:: TASK STATEMENT ::
Your answer is a copy of every line in the records where "shade" appears.

[Saved data entries]
== Segment start ==

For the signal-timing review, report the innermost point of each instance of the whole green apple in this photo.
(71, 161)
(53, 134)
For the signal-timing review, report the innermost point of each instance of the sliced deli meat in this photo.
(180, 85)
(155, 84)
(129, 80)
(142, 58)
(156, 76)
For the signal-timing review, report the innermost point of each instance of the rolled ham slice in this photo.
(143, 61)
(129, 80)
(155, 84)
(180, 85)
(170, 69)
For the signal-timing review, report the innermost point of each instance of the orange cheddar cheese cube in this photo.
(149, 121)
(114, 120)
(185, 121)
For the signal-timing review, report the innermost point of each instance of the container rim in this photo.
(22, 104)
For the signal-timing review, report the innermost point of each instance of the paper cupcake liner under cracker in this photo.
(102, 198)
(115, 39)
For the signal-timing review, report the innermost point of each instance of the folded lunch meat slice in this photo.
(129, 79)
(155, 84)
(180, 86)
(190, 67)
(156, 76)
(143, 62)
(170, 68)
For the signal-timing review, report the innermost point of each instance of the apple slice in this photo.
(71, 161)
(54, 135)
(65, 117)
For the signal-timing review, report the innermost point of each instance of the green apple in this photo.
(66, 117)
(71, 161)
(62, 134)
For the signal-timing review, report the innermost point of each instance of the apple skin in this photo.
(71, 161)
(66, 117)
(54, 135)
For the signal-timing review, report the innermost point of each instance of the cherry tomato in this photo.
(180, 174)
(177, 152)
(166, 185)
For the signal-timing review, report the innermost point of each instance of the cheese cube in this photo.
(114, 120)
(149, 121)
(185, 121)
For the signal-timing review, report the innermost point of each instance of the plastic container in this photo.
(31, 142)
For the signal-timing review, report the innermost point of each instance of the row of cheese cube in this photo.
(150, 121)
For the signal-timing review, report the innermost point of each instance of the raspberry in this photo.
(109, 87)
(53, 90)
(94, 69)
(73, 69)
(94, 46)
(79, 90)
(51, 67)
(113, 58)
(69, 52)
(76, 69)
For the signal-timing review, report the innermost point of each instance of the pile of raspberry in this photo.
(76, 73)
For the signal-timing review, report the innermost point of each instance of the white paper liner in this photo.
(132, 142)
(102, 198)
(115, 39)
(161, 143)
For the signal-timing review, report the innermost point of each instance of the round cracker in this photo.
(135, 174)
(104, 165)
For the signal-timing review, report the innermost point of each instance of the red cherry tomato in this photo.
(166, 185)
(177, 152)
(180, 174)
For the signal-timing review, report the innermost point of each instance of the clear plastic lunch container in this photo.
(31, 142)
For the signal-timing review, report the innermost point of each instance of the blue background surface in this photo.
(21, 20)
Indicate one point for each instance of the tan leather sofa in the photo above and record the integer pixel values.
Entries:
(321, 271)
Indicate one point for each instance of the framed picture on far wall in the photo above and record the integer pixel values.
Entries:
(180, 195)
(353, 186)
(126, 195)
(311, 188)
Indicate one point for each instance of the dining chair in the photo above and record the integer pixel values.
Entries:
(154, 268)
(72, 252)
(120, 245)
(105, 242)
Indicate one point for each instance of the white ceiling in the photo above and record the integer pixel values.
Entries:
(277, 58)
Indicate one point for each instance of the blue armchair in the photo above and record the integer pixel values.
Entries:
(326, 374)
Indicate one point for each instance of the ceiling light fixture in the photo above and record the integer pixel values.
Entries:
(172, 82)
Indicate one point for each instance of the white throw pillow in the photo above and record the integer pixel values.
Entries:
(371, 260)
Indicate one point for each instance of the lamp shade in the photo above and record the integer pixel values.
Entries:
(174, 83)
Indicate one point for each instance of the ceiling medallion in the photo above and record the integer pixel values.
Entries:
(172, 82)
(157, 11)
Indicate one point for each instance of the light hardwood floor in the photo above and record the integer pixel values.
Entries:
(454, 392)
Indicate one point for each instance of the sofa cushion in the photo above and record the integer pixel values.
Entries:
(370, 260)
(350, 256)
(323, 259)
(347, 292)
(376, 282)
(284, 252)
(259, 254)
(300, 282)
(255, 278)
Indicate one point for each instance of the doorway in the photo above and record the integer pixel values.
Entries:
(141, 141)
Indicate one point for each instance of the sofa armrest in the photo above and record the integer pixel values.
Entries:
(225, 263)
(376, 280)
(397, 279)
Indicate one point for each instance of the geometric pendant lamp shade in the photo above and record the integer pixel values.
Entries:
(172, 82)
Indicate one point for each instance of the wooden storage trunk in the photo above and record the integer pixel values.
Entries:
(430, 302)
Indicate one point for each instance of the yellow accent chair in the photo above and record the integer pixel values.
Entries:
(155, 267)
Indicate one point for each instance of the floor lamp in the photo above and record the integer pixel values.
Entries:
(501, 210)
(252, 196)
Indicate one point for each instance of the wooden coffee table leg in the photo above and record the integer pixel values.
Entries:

== Segment end ==

:: SOLVED EXERCISE ::
Indicate one point for each instance of the lamp shade in the photo above and record the integer pixel values.
Indicate one point for each instance of the geometric pendant lamp shade in the photo above and record the integer pixel values.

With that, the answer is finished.